### Extracted text
Bloomsbury, £14.99, 312pp. £13.49 from the Independent Bookshop: 08430 600 030

Painter of Silence, By Georgina Harding

Georgina Harding's third novel is deeply and patiently concerned with a principal character who can neither hear nor speak. Augustin, the only child of Paraschiva, the cook on the Valeanu family estate at Poiana in the Romanian countryside, is discovered early in his life to have a remarkable gift for drawing.

It is this gift - a way of telling stories in shapes rather than words - that sustains him in circumstances he has no means of comprehending. He knows nothing of war except the presence of soldiers with guns. When he is deprived of paper, pencils and crayons and the company of animals, he loses what precious identity he has ever had.

In the opening pages of Painter of Silence, Augustin is on the brink of death. The time is the early 1950s and Romania is now in the firm grip of Soviet Communism. The emaciated man is taken into hospital in Iasi, where a nurse called Safta (a diminutive of Elisabeta) recognises him. Safta Valeanu and he were born within six months of each other at Poiana, when the old feudal order prevailed. She brings drawing materials and leaves them by his bedside, but she does not tell the other members of the nursing staff who he really is.

He is given the name Ioan and adopted, after a fashion, by the kindly Adriana, Safta's superior. When he is well enough, he begins to draw again with the same near-manic intensity he displayed in his childhood and youth. Harding describes and decodes his figures and the rooms and spaces he has them occupy, so that his halting, often interrupted, narrative becomes hers. She undertakes this difficult task with complete fictional confidence.

Rows contained in a dataset:
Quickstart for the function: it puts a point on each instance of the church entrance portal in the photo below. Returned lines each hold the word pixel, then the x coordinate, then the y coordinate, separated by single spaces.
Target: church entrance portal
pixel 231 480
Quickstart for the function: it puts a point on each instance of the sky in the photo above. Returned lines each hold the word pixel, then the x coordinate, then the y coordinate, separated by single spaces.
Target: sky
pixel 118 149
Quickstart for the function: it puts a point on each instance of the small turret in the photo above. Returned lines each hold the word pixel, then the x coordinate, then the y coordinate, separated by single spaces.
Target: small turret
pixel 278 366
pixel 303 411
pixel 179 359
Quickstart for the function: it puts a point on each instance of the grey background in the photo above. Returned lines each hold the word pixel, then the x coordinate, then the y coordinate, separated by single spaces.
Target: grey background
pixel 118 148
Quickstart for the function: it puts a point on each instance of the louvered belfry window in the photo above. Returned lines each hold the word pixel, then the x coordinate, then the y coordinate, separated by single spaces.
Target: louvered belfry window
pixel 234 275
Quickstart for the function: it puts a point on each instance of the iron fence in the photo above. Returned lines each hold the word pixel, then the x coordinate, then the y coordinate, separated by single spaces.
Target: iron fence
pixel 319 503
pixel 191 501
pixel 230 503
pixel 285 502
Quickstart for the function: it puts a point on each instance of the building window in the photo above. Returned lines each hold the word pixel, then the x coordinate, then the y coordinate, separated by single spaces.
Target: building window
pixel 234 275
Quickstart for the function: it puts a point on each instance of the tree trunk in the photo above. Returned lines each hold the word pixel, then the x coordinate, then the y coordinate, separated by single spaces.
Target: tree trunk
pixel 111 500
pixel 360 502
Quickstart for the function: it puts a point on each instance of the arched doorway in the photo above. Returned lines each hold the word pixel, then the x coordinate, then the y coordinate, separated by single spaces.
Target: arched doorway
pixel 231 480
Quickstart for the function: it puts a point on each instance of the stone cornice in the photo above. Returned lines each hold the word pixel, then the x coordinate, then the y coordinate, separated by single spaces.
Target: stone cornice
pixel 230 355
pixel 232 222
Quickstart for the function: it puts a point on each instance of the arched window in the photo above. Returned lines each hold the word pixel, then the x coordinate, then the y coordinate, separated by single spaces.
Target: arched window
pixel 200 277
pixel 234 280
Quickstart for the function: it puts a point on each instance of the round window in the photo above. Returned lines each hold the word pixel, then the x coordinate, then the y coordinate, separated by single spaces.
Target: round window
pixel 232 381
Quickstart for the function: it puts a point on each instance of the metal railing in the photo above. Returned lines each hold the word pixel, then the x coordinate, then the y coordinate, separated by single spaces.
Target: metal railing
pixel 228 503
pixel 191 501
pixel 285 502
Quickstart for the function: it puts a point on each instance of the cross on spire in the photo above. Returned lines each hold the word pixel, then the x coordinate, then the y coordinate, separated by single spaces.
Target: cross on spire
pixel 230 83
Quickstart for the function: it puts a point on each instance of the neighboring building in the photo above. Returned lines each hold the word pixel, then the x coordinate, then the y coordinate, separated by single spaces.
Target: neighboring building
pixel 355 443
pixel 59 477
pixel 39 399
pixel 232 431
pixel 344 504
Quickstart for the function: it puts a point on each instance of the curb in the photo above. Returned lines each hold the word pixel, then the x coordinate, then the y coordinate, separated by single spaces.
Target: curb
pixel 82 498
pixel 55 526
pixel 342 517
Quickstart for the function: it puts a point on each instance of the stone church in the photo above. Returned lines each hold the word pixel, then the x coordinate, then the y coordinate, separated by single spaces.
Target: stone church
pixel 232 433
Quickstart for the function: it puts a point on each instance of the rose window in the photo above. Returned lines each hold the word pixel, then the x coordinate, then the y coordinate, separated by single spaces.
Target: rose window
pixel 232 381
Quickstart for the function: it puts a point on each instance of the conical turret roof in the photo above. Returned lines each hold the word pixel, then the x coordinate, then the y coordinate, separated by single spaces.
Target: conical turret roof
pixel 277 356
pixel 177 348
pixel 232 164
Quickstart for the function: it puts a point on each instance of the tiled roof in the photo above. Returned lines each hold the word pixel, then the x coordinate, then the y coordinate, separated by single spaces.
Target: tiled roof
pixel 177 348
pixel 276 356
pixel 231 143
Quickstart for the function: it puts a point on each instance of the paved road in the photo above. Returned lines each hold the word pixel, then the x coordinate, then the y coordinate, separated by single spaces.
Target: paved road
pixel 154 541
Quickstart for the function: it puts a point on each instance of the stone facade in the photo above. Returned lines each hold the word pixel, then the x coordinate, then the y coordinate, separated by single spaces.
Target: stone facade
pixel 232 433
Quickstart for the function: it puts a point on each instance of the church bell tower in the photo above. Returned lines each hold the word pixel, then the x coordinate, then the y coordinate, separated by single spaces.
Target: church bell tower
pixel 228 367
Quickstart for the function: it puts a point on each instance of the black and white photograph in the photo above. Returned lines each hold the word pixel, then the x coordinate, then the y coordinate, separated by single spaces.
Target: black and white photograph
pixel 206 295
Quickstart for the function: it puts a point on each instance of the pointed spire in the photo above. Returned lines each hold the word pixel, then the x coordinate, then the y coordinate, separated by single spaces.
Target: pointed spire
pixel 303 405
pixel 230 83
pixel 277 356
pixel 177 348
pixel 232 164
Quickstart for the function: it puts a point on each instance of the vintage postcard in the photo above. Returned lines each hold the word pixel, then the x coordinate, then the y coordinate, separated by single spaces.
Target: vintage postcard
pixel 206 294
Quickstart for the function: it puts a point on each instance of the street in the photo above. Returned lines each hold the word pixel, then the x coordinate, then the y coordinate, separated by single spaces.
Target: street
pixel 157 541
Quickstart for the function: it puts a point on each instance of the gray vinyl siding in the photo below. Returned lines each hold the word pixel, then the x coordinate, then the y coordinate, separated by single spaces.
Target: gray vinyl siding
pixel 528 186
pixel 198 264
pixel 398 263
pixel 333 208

### Task to carry out
Continue the review of Painter of Silence from the point at which it ends.

### Output
This is a very quiet book, as befits Augustin's predicament. It moves back and forth in time with no discernible grinding of gears. A fine distinction is made between the Romania of vanishing wealth and privilege and the regimented, impoverished hell that replaced it. There are passages of modulated lyricism that convey Safta's sexual awakening and the beauty of the natural world.

Harding's careful prose is at its most matter-of-fact, however, when relating an incident both absurd and terrifying, with the result that melodrama and sentimentality are dispatched swiftly. It is only afterwards one registers that this is the key scene in the entire story, revealing the essence of Augustin's blighted, but inspired, nature.

Painter of Silence insists on being recommended because of its unassertive orginality, its sense of history, its knowledge of the unsaid and the unsayable, and - not least - its delightfully surprising ending.